**Tarefa 1**
Copie do texto sobre o Hospital da Prelada o trecho entre "De acordo com" e "contínua de prejuízos.", inclusive.
**Tarefa 2**
Responda, com base no texto sobre o Hospital da Prelada:
(a) Em que mês um Conselho de Ministros autorizou o reforço de verbas para o hospital?
(b) De que hospitais o Centro de Atendimento Clínico deveria receber doentes não urgentes?
(c) Quanto somaram as receitas de vendas e prestações de serviços da unidade em 2023?

**Texto fornecido**
* * *

O ano de 2024 deveria ter sido o momento da inversão, até pela bênção do Governo de Luís Montenegro. Em Agosto do ano passado, um Conselho de Ministros autorizou um reforço de verbas para o Hospital da Prelada, propriedade da SCMP, no âmbito da criação de um Centro de Atendimento Clínico (CAC) para receber doentes não urgentes dos hospitais de São João e de Santo António.

Por outras palavras, o Estado passou a pagar à Misericórdia do Porto para aliviar as urgências do SNS — o que, na prática, representou uma injecção directa de dinheiro numa unidade hospitalar deficitária há anos.

De acordo com o relatório e contas de 2024, analisado pelo PÁGINA UM, este reforço de financiamento especificamente dirigido ao Hospital da Prelada foi substancial. Se em 2023 esta unidade hospitalar teve receitas de vendas e prestações de serviços de 34,1 milhões de euros, em 2024 essa rubrica subiu para quase 38,7 milhões — ou seja, um aumento de quase 14%. Teria servido, em teoria, para “limpar” a instituição de uma linha contínua de prejuízos.

* * *

**Registos extraídos**

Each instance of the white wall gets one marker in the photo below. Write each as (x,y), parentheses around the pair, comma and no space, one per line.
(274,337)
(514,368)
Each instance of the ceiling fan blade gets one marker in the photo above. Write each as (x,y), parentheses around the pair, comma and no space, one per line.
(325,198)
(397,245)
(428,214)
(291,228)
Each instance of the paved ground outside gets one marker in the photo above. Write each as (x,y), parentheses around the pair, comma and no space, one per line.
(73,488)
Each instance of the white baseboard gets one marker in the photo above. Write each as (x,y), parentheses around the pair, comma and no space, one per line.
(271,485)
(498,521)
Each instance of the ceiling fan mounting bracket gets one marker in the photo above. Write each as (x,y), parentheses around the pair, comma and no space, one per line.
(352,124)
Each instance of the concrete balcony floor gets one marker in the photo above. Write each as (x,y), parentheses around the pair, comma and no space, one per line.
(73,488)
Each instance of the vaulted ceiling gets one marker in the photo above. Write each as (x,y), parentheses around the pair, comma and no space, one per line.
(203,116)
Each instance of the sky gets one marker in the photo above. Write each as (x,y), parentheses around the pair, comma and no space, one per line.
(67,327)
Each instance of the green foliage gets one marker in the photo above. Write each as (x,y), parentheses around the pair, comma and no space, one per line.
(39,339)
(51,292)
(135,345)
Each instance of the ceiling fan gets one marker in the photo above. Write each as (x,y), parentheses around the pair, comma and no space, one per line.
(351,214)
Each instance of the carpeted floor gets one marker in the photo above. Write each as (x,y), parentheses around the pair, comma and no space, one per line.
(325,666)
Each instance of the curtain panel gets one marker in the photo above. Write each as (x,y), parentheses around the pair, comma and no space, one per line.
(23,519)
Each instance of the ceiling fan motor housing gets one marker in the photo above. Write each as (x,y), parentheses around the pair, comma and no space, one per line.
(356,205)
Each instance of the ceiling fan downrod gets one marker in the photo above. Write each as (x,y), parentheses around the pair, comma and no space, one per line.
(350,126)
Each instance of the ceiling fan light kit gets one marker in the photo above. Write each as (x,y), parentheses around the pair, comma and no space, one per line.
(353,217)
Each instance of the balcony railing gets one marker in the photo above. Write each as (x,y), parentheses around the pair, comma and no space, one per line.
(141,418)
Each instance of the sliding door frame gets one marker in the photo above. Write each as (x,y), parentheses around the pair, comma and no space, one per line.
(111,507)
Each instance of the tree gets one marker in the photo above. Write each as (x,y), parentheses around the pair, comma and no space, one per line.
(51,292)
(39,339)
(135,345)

* * *

**Resolução do exercício 1**
De acordo com o relatório e contas de 2024, analisado pelo PÁGINA UM, este reforço de financiamento especificamente dirigido ao Hospital da Prelada foi substancial. Se em 2023 esta unidade hospitalar teve receitas de vendas e prestações de serviços de 34,1 milhões de euros, em 2024 essa rubrica subiu para quase 38,7 milhões — ou seja, um aumento de quase 14%. Teria servido, em teoria, para “limpar” a instituição de uma linha contínua de prejuízos.

**Resolução do exercício 2**
(a) Em Agosto.
(b) Dos hospitais de São João e de Santo António.
(c) 34,1 milhões de euros.